## What the task requires:
When the string "small" is part of a line below, that line should be copied.
────────
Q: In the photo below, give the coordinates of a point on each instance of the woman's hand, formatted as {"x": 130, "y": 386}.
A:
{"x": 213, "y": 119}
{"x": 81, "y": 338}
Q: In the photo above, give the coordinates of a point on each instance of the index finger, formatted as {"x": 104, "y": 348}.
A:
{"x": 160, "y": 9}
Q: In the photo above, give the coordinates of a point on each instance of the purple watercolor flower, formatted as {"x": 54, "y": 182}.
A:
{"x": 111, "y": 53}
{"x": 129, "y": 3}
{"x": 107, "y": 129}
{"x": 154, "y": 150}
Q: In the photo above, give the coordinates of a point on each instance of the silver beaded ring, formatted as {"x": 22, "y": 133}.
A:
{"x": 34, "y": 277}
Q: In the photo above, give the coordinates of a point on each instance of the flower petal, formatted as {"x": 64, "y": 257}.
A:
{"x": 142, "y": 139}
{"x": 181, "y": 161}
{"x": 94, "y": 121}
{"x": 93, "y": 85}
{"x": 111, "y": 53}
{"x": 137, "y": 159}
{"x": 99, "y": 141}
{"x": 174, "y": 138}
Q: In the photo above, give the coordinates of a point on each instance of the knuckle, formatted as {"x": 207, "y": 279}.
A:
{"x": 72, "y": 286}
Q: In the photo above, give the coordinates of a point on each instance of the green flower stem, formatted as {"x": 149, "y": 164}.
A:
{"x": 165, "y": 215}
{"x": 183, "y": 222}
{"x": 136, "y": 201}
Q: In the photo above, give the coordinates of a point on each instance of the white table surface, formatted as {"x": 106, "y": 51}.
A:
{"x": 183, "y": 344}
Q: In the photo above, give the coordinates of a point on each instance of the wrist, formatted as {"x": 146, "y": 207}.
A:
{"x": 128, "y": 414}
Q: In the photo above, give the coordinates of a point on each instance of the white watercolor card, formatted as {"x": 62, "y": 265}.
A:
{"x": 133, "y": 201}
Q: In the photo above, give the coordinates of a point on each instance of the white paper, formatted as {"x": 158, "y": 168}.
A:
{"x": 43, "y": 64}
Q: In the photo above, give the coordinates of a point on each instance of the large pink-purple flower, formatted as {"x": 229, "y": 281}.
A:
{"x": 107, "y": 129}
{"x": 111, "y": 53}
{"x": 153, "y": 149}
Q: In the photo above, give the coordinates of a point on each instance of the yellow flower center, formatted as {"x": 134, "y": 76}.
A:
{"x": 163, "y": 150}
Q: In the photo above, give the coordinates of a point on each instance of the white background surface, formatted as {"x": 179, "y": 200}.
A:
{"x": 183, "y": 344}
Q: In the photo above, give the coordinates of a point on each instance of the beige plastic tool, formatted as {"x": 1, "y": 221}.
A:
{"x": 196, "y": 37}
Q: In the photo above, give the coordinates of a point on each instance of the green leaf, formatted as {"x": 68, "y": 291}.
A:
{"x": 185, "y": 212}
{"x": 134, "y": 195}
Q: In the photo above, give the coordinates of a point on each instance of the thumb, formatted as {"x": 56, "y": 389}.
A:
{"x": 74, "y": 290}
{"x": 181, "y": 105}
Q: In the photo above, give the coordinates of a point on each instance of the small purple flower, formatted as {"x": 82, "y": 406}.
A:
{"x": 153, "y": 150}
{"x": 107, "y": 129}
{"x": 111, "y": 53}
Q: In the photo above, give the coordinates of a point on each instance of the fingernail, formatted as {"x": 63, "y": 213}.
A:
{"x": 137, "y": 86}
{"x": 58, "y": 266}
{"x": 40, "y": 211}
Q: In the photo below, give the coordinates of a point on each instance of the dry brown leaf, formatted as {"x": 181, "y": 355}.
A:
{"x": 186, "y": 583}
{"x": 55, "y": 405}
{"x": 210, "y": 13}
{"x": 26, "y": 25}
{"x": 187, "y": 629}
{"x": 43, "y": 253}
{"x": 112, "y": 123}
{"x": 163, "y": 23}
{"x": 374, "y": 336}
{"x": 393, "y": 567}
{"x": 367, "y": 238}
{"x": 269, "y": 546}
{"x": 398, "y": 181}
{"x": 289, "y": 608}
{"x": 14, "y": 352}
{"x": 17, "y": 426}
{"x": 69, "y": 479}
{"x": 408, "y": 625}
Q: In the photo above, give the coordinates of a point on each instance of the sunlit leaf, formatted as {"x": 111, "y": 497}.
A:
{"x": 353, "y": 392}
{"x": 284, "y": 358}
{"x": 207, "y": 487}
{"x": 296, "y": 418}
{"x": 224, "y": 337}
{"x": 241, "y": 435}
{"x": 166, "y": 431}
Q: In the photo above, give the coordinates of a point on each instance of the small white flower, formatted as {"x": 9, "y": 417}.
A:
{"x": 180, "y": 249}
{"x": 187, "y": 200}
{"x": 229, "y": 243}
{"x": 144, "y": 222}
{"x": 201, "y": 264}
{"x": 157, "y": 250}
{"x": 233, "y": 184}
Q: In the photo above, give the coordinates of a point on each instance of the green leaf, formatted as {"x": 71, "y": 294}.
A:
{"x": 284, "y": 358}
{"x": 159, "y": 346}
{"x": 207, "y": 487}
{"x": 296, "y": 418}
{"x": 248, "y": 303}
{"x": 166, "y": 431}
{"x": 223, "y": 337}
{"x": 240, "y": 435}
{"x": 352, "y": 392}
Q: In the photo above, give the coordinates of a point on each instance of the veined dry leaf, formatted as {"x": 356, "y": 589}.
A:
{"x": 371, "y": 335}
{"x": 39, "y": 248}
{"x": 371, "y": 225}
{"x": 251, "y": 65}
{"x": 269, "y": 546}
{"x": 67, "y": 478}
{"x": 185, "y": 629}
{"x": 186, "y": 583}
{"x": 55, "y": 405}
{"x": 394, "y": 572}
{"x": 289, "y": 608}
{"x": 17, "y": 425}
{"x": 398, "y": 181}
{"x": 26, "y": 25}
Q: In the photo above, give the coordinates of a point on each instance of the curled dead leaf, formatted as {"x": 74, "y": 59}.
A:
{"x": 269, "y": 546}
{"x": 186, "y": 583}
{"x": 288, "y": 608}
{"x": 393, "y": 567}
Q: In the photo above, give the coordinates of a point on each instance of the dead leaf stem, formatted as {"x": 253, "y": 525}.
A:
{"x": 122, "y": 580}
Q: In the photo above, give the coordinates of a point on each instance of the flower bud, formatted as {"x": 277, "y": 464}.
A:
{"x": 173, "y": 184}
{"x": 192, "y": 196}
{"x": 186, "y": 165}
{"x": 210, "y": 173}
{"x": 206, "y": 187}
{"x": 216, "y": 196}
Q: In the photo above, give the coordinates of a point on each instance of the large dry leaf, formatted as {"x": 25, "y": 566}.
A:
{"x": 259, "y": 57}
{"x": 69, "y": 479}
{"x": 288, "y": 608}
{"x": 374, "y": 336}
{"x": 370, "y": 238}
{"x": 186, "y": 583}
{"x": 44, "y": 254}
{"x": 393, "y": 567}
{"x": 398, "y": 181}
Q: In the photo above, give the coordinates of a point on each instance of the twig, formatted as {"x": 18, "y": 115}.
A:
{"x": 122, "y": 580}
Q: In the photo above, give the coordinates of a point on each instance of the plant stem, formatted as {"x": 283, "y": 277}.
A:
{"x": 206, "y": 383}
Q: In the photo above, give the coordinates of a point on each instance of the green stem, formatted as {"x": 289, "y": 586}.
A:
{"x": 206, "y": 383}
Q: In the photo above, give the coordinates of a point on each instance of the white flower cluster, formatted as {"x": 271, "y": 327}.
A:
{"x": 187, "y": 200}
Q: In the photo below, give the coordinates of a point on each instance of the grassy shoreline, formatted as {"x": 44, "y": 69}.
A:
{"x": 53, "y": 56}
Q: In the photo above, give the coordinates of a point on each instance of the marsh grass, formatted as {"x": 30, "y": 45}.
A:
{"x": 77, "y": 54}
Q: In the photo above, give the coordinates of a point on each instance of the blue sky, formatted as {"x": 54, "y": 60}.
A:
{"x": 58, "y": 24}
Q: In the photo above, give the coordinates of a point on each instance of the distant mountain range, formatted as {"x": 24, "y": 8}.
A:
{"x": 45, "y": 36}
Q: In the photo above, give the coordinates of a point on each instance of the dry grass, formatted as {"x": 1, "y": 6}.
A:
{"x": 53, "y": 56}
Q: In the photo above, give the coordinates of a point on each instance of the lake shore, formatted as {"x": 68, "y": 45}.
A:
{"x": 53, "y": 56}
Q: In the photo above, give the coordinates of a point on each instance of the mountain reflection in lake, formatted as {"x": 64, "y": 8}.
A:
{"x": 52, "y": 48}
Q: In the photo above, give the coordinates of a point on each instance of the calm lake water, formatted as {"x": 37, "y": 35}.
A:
────────
## Written response:
Q: In the photo above, give the coordinates of a point on each instance of the small purple flower, formatted as {"x": 82, "y": 406}.
Q: In the photo above, give the coordinates of a point on each instance of the small white flower, formatted as {"x": 9, "y": 417}.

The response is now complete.